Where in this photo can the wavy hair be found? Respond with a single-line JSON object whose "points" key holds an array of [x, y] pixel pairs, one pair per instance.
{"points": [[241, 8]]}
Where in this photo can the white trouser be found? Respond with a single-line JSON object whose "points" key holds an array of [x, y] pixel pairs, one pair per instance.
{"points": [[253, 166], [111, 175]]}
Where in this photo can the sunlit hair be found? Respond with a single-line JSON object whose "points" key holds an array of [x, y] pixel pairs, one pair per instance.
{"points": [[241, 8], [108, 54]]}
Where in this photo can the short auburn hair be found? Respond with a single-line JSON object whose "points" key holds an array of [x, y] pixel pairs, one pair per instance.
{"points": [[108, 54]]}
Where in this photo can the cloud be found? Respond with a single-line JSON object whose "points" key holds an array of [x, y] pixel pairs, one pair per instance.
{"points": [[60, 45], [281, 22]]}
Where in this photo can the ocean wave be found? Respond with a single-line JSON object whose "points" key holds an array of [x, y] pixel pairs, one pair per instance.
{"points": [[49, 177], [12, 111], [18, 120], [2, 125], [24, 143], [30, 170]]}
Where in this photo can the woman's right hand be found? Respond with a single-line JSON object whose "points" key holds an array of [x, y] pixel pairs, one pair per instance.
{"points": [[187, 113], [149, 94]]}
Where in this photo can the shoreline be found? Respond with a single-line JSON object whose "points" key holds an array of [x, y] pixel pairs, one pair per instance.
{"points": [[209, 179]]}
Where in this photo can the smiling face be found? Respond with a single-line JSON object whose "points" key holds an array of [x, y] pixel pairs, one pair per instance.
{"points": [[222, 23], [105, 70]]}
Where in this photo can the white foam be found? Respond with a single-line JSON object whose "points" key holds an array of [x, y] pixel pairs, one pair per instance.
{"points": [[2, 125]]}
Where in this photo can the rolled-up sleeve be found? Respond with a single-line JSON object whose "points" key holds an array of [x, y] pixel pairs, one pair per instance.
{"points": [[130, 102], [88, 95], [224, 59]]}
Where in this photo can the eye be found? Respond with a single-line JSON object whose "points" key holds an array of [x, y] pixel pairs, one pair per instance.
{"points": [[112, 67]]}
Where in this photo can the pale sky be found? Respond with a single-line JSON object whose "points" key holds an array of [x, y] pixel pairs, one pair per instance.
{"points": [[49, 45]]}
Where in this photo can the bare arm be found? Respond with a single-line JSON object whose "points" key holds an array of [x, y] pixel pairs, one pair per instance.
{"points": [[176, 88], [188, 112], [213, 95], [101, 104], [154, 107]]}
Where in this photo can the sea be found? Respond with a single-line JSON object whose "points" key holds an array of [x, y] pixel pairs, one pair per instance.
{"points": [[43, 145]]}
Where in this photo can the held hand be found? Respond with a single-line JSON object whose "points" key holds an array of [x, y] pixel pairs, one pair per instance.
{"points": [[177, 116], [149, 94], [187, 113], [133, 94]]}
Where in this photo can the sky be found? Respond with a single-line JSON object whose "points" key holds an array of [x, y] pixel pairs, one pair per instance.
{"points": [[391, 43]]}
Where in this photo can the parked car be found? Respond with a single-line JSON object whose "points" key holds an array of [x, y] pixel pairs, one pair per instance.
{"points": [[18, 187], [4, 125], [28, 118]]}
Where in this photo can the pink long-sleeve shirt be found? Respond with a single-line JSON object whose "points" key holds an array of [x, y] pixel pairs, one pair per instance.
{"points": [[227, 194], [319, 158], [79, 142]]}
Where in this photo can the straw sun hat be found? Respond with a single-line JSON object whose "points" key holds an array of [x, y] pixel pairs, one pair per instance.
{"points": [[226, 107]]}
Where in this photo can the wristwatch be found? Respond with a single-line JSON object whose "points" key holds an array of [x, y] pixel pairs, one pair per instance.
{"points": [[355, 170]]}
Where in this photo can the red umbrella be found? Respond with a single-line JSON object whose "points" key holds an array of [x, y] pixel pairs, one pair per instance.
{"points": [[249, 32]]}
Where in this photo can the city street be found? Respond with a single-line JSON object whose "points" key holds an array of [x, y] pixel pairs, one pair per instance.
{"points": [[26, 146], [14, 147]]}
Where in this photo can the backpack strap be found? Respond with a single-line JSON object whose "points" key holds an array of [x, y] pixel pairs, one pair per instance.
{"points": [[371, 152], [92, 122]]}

> What is being asked: Put the stretch from the line containing "Where in this photo can the backpack" through the end of the records into a two-column CSV with the header input,output, one row per record. Each row holds the record's text and its answer, each in one quoted field with line breaks turned into spaces, and includes no other records.

> Response to the task:
input,output
"Where in this photo can the backpack strap be found? Respond with a single-line JSON object whose ""points"" key holds an array of [x, y] pixel pairs, one pair per instance.","{""points"": [[371, 152], [92, 122]]}"